_Goal_
Reproduce all of the records below with "indicate" changed to "mark" wherever it occurs, keeping every other line and character intact. Leave the pictures out of your output.

_Material provided_
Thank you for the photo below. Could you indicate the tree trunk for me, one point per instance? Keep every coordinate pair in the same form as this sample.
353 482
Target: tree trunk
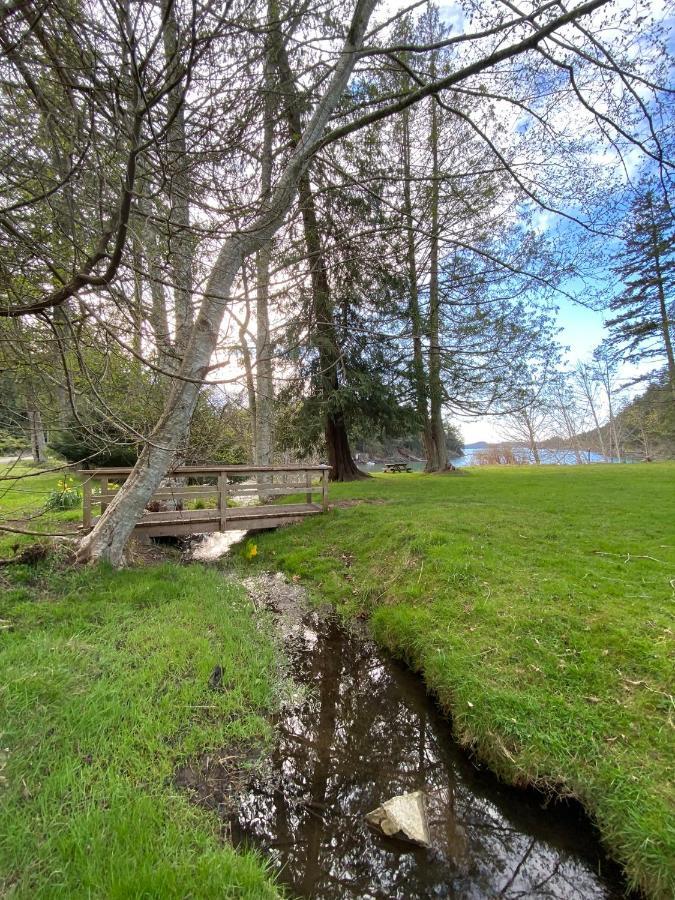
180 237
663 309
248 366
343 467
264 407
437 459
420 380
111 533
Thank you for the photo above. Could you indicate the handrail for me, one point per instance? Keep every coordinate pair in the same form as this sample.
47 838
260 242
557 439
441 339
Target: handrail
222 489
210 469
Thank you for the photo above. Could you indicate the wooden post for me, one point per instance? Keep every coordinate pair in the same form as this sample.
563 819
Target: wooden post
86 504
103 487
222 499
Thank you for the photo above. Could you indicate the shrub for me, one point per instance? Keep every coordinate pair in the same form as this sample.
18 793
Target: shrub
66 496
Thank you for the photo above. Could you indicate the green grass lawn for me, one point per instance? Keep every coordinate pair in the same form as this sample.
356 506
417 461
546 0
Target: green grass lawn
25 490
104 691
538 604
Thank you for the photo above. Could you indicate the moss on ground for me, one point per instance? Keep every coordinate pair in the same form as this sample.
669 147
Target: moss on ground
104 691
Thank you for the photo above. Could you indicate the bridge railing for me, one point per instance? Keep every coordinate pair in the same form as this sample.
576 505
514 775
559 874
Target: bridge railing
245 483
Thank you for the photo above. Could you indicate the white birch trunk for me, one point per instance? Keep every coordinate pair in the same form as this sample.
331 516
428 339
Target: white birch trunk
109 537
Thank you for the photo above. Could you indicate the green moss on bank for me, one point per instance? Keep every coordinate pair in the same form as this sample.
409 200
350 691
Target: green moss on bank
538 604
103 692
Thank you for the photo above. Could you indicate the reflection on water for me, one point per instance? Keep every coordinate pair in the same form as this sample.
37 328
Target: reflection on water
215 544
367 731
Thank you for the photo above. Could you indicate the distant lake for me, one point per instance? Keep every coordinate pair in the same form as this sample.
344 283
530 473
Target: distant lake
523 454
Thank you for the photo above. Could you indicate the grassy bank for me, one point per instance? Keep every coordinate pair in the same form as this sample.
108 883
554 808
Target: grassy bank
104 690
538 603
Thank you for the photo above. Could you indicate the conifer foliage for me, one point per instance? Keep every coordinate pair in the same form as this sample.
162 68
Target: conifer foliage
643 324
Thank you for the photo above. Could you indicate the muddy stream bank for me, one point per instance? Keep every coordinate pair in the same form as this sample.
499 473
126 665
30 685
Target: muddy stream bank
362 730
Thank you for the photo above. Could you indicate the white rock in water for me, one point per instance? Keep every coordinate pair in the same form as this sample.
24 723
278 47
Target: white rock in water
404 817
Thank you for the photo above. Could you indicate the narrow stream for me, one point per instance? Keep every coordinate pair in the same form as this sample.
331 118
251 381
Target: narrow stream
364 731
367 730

_Answer_
Thank you for the photo below. Could you mark the tree trunk for me, one point per instance? Keep every coordinate pair in the same form as this sample.
353 482
Target: tree trunk
180 237
663 309
248 366
343 467
264 407
437 459
420 380
111 533
Thank you for the photo above. Could you mark the handrail for me, one point per instance? Keep every coordinate pair in the same form as this sample.
47 838
260 242
557 439
441 339
Target: handrail
222 489
210 469
Thank you for the photo above. Could you mark the wooden post for me, one point per instance? Keep every coordinate pair in the same form as this sample.
563 819
Target: wooden post
86 504
103 487
222 499
Thank you for the photo above. Could you mark the shrub for me, one point per instance? Keep every coordinate pair in the same form as this sample.
18 793
Target: shrub
66 496
Thank you for the photo above. Could you mark the green grass lawn for me, one point per instance? Keep every coordinate pair in the same form as this sample.
356 506
417 461
546 0
Target: green grass lawn
25 490
104 691
538 604
Thank you for the photo above. Could you mark the moss on ground for me, one point per instance? Keep every coordinate pair in the same form as this sample.
669 147
Target: moss on ground
104 691
Thank you for the photo above. Could you mark the bridge railing for me, one point per instance? Keep every coordinate pair in the same form as this sample.
576 505
514 775
559 874
Target: bridge railing
245 483
Thank you for the photo above. Could you mark the white birch trunk for me, one point per instance? Keep every coordinate pair in the same form as this sample.
331 516
428 339
Target: white birch trunk
109 537
Thank you for the photo above. Could you mark the green moss on bank for me, one point per instance? Keep every coordinate pair in the same form as this sample.
409 200
350 691
Target: green moss on bank
538 604
103 692
Thank you for the photo above. Could you mark the reflection on water for me, one point per instance? Keep every coordinate pair in the same form as this sample.
37 328
Target: reflection on water
215 544
367 731
Thank you for the photo above. Could you mark the distant lake for me, one point per instance? Keep every coordinate pair in the same form as this sample.
344 283
530 473
Target: distant lake
523 454
Thank you for the photo above. Could you mark the grassy bank for me, one point per instance? Keep every coordinate pair in the same form as this sample.
108 883
554 808
Target: grassy bank
104 690
538 603
Thank you for the photo above. Could you mark the conifer foliage for me, one point per instance? Keep every coordinate pair in the same form as this sample.
162 68
Target: conifer foliage
643 324
Thank you for the photo above. Could you mark the muddy stream bank for me, one point per instance? Keep every coordinate pair in the same form as this sample.
499 473
126 665
30 685
Target: muddy stream bank
362 730
Thank you for the photo above. Could you mark the white rock in water for me, one point per instance? Keep every coordinate pair in the same form as this sample.
24 723
278 47
Target: white rock in water
404 817
Thank you for the photo above. Could you mark the narrow stream for me, one point per instance? Keep every coordinate pair in the same form as this sample.
331 118
251 381
Target: narrow stream
364 731
367 730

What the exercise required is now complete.